# START OF Excerpt provided

Why is bsxfun on a gpuArray so slow?

Question

I have MATLAB 2016a running on a Win 10 machine with stock i5 2500K and 2 GTX 970. I'm a novice at GPU computing and I'm exploring how to speed up my computations with my GPU(s).

So I run the following simple code:

clear;

A = randn(1000,1);
B = randn(100,1);
n = 10000;

gA = gpuArray(A);
gB = gpuArray(B);

myfunc = @(a,b)(a.*b);

tic;
for i = 1:n
    C = bsxfun(myfunc,A,B');
end
disp(toc);

tic;
for i = 1:n
    C = gather(bsxfun(myfunc,gA,gB'));
end
disp(toc);

I get 8.2 (seconds) and 321.3864 (seconds) respectively.

clear;

A = randn(1000,1);
B = randn(100,1);
n = 10000;

gA = gpuArray(A);
gB = gpuArray(B);

myfunc = @(a,b)(a.*b);

tic;
parfor i = 1:n
    C = bsxfun(myfunc,A,B');
end
disp(toc);

tic;
parfor i = 1:n
    C = gather(bsxfun(myfunc,gA,gB'));
end
disp(toc);

(Difference: for --> parfor). I get around 2.7 (seconds) and 6.3 (seconds).

Why is the GPU approach slower in both cases please? In my work, myfunc is a lot more complicated. I have defined it so that it works well with the non-GPU bsxfun but when I GPU-ize like I have done above, I encounter the error Use of functional workspace is not supported. (In my work, myfunc is defined inside and at the start of the parfor loop.) Could you please also explain what this error is indicating?

Answer 1

Let me start by saying that GPUs are not some magical objects that can somehow increase the rate of any computation. They are a tool that is good for certain jobs, and they have limitations that need to be considered. The rule of thumb for GPUs is that mathematical operations are "cheaper" than memory access, so for example, code written for the GPU might run better if you recompute some array every time it's needed instead of saving it to a temporary variable and accessing it. The bottom line - GPU coding requires a bit of a different thinking, and these things are outside the scope of the present answer.

---

Here's a list of things that can be improved:

1. Random number generation:

Generating random numbers is far more efficient on a GPU, not to mention that it saves you the costly communication overhead. MATLAB provides us with several convenience functions to establish arrays on a GPU. In other words,

A = randn(1000,1);
gA = gpuArray(A);

can be replaced with:

gA = gpuArray.randn(1000,1);

2. Re-definition of existing functions for bsxfun:

There's no need to do it. Take a look at the list of builtin functions supported by bsxfun: .* or times is already one of them! Thus, you can replace:

myfunc = @(a,b)(a.*b);
...
bsxfun(myfunc,A,B');

with:

bsxfun(@times,A,B.');

(or in MATLAB releases >= R2016b: A.*B.').

Also, it's better for performance to define your custom function as a nested function within your script file and call it using @myFunc, i.e.:

function main
...
bsxfun(@myFunc,A,B')

% later in the same file, or in a completely different one:
function out = myFunc(a,b)
out = ...

# END OF Excerpt provided

_What to do_
1) In the bsxfun answer, rewrite the passage starting at "(or in MATLAB" and ending at "bsxfun(@myFunc,A,B')", substituting "function file" for "script file".
2) According to the bsxfun answer, why should the random arrays be created with gpuArray.randn instead of being made with randn and then passed to gpuArray?
3) Carry on the forum answer about slow bsxfun on a gpuArray from the point where it stops.

# START OF Given material

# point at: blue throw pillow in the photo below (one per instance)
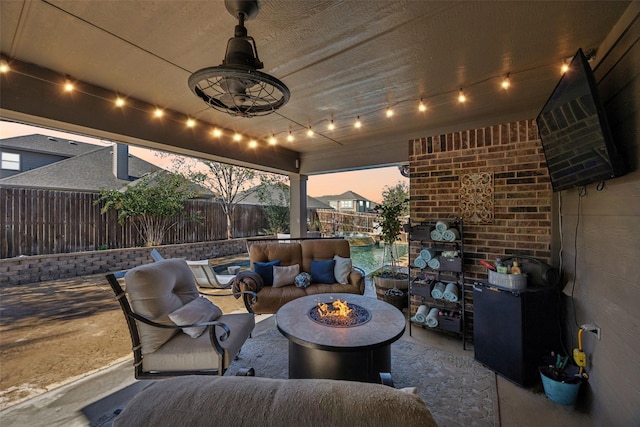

# END OF Given material

_Replies_
1)
(or in MATLAB releases >= R2016b: A.*B.').

Also, it's better for performance to define your custom function as a nested function within your function file and call it using @myFunc, i.e.:

function main
...
bsxfun(@myFunc,A,B')

2) Generating random numbers is far more efficient on a GPU. Creating the arrays there directly also avoids the costly communication overhead.

3)
3. Using ctranspose instead of transpose:

This is explained very well here. Long story short: you should get into the habit of using .' for transpose, and ' for complex-conjugate transpose.

4. Timing function executions:

Long story short: tic & toc are not a good indication usually, use timeit instead.

5. Creating a parallel pool implicitly:

This is a fairly minor comment: in the 2^nd code snippet you use parfor without calling parpool first. This means that if the pool is not created at that stage, the creation time (of several seconds) will be added to the timing reported by tic/toc. To avoid this, follow the programming principle of "Explicit is better than implicit" and just call parpool beforehand.

6. Compare apples to apples:

These two lines of code do not do the same amount of work:

C = bsxfun(myfunc,A,B');
C = gather(bsxfun(myfunc,gA,gB'));

Why's that? Because the 2^nd version also has to transfer the result of bsxfun from GPU memory to RAM - which is not free (in terms of runtime). In the present example, this means that you're adding a transfer of ~800KB of data to every iteration. I'm assuming that your actual problem has larger matrices, so you understand this overhead becomes serious quite fast.

7. Keeping variables you don't need:

Another minor comment: instead of doing:

parfor i = 1:n % or "for"
    C = bsxfun(myfunc,A,B');
end

You can do:

parfor i = 1:n % or "for"
    [~] = bsxfun(myfunc,A,B');
end

---

As for the error, I cannot reproduce it on my R2016b, but it sounds like some problem that is related to the incompatibility of capturing (i.e. the mechanism whereby a snapshot of the variables used in an anonymous function is taken when it is created) with the slicing needed for parfor. I don't know what exactly you're doing wrong, but it sounds to me that you shouldn't define a function inside a parfor iteration. Perhaps these posts could help: 1, 2.

Answer 2

I ran your code on my desktop with a Tesla K20 and Quadro K620 and my laptop with a GTX 9XXM chip. In neither case did I get anything remotely as bad as your first set of numbers, and such a big discrepancy is not indicated by the stats for the two GeForce cards (well, your card and my chip). Perhaps your first set of timings were skewed by some overhead? Certainly your second set of timings would seem to prove that because the time improves by too much.

Still, I can answer the general point. Why are you calling gather? Most of the cost is in the data transfer, cf:

>> gputimeit(@()gA.*gB')
ans = 
    2.6918e-04

>> gputimeit(@()gather(gA.*gB'))
ans =
    0.0011

So data transfer of 100 thousand elements (0.8MB) is 11 milliseconds compared to the 0.3ms cost of the actual computation. (Note here that I'm not using bsxfun because MATLAB R2016b does automatic dimension expansion for element-wise operations, which eliminates the need for it.)

Unless you need to display it or write it to disk (or run an operation on it that doesn't support GPU computation), you never need to gather a gpuArray, so don't, leave it on the device. The CPU isn't hobbled by this data transfer issue, so of course it looks good in comparison.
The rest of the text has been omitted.